■ Instructions to follow:
Convert the lines below into a JSON list of strings, one string per line, leaving out any blank lines.
════════════════════
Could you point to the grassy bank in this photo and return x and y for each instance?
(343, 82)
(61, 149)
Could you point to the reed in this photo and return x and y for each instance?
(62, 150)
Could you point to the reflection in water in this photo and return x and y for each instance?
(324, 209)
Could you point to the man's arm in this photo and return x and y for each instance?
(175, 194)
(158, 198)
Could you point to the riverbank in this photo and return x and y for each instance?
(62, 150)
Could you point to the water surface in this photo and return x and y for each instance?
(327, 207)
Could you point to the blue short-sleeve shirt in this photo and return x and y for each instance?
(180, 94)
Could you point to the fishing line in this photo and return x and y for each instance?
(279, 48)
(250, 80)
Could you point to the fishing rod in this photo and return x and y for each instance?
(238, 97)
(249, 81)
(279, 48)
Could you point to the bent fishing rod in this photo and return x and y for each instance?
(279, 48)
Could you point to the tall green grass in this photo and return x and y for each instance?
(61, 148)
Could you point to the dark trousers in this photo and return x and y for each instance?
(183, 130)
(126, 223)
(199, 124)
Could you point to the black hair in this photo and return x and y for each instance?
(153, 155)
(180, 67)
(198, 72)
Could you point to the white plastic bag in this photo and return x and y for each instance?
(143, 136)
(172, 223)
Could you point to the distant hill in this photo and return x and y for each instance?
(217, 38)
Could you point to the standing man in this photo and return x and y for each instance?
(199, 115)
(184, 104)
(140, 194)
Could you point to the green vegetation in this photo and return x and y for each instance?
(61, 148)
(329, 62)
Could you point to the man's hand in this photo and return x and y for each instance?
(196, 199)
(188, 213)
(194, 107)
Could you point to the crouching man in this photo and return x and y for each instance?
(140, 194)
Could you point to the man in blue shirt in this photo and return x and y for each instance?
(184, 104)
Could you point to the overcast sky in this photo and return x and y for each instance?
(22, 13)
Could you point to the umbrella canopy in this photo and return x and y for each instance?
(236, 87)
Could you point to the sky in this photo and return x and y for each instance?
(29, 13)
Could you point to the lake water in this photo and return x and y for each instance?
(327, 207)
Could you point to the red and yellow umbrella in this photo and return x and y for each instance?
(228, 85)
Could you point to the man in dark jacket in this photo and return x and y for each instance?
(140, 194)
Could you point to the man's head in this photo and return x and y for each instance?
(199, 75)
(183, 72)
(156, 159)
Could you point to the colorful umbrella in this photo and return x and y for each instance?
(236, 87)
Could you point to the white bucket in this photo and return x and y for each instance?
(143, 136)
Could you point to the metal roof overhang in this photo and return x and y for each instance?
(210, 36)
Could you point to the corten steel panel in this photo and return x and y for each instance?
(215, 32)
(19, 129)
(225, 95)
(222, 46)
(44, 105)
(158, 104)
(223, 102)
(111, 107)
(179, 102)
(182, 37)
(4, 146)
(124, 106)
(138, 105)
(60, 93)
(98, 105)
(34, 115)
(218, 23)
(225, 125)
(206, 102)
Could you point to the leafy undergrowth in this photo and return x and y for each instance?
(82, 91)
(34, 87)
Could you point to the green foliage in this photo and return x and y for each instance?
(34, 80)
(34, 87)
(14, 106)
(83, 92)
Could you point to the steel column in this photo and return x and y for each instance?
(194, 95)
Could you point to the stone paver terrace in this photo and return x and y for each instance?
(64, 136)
════════════════════
■ Correct response:
[
  "Could you point to the grassy bank in this photo and return x and y for each instance?",
  "(343, 82)",
  "(61, 149)",
  "Could you point to the reed in this photo and return x and y for each instance?",
  "(62, 150)",
  "Could you point to the reflection in water in this photo and return x and y for each instance?",
  "(324, 209)",
  "Could you point to the man's arm in this photo and return x and y for each instance?",
  "(175, 194)",
  "(158, 198)",
  "Could you point to the riverbank in this photo and return x and y for each instance?",
  "(62, 150)",
  "Could you point to the water surface in this photo and return x and y for each instance?",
  "(327, 207)",
  "Could you point to the blue short-sleeve shirt in this photo and return x and y for each instance?",
  "(180, 94)",
  "Could you point to the fishing line in this photo and return x and y for each instance?",
  "(279, 48)",
  "(250, 80)",
  "Could you point to the fishing rod in this photo and return x and y for each instance?",
  "(238, 97)",
  "(249, 81)",
  "(279, 48)",
  "Could you point to the bent fishing rod in this photo and return x and y for each instance?",
  "(279, 48)",
  "Could you point to the tall green grass in this photo and return x and y for each instance?",
  "(61, 148)",
  "Could you point to the dark trousers in this photo and return x and y for each instance?",
  "(183, 130)",
  "(126, 223)",
  "(199, 124)",
  "Could you point to the black hair in this photo and return x and y for each instance?",
  "(153, 155)",
  "(180, 67)",
  "(198, 72)",
  "Could you point to the white plastic bag in this photo and return x and y for each instance?",
  "(143, 136)",
  "(172, 223)",
  "Could you point to the distant hill in this photo and return x and y for each instance?",
  "(217, 38)",
  "Could you point to the standing man in this photo and return x and y for each instance?",
  "(199, 115)",
  "(184, 104)",
  "(140, 194)",
  "Could you point to the green vegetation in this photo and return x and y for each instance?",
  "(61, 148)",
  "(329, 62)",
  "Could you point to the man's hand in this photo and return x and y for each instance?",
  "(196, 199)",
  "(188, 213)",
  "(194, 107)",
  "Could you point to the crouching man in this photo and return x and y for each instance?",
  "(140, 194)",
  "Could you point to the man in blue shirt in this photo and return x and y for each instance?",
  "(184, 104)",
  "Could you point to the overcast sky in this photo and return x and y for each instance?",
  "(22, 13)",
  "Could you point to the umbrella canopy in this photo and return x and y for each instance?",
  "(236, 87)",
  "Could you point to the sky in this photo and return x and y for each instance?",
  "(29, 13)",
  "Could you point to the lake water in this photo and return x and y for each instance?",
  "(327, 207)",
  "Could you point to the red and yellow umbrella in this photo and return x and y for each instance?",
  "(228, 85)",
  "Could you point to the man in dark jacket in this photo and return x and y for each instance?",
  "(140, 194)",
  "Could you point to the man's head in this photo and return x and y for each instance?",
  "(199, 75)",
  "(183, 72)",
  "(156, 159)",
  "Could you point to the colorful umbrella in this photo and return x and y for each instance?",
  "(236, 87)",
  "Could you point to the white bucket in this photo and return x and y for each instance?",
  "(143, 136)",
  "Could you point to the metal roof overhang in this photo and return x and y for each instance?",
  "(210, 36)",
  "Could you point to the corten steel panel in this photo and return x and y for each instance?",
  "(215, 32)",
  "(19, 129)",
  "(225, 95)",
  "(222, 46)",
  "(44, 105)",
  "(158, 104)",
  "(223, 102)",
  "(111, 107)",
  "(179, 102)",
  "(182, 37)",
  "(4, 146)",
  "(124, 106)",
  "(138, 105)",
  "(60, 93)",
  "(98, 105)",
  "(34, 115)",
  "(218, 23)",
  "(225, 125)",
  "(206, 102)",
  "Could you point to the leafy undergrowth in this photo and return x and y for each instance?",
  "(82, 91)",
  "(34, 87)",
  "Could you point to the green foliage in this photo and return x and y for each instance?",
  "(34, 80)",
  "(34, 87)",
  "(14, 106)",
  "(83, 92)",
  "Could you point to the steel column in this photo and return x and y for each instance?",
  "(194, 95)",
  "Could you point to the stone paver terrace in this photo and return x and y for each instance?",
  "(64, 136)"
]